What is being asked -> The number of lines in the records that include "yellow" is all you should give.

*** Opening of Task material ***

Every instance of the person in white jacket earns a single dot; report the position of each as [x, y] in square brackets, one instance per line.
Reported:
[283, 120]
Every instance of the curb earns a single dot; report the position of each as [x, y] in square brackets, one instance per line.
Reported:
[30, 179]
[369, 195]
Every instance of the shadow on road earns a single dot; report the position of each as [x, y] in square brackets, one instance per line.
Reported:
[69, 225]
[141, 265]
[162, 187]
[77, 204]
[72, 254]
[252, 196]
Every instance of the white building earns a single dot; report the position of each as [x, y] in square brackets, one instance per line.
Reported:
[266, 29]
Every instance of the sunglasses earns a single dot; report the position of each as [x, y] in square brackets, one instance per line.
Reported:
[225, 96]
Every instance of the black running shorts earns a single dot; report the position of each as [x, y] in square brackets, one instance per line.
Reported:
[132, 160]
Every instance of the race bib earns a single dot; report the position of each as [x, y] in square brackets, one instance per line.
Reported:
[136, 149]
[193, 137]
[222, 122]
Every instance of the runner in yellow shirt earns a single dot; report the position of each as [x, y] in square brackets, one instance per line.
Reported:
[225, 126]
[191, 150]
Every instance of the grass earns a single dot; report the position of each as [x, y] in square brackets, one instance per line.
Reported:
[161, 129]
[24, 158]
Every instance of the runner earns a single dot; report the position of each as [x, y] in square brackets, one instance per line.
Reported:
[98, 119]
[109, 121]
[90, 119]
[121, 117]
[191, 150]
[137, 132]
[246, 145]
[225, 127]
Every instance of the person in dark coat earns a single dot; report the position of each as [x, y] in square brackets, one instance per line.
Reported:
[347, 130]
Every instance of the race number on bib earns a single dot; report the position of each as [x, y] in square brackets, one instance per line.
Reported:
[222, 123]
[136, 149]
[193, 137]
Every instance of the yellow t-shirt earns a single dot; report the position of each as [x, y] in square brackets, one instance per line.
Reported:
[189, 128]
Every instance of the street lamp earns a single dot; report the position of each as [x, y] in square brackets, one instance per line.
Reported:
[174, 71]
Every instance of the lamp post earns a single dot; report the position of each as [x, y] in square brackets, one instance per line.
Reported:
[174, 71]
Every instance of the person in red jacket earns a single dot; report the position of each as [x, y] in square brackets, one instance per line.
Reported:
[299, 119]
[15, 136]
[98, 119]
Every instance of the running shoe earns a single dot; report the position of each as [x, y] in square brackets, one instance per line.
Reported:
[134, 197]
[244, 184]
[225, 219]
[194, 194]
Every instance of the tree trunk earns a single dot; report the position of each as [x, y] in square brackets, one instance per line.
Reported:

*** Close of Task material ***

Answer to the exercise -> 2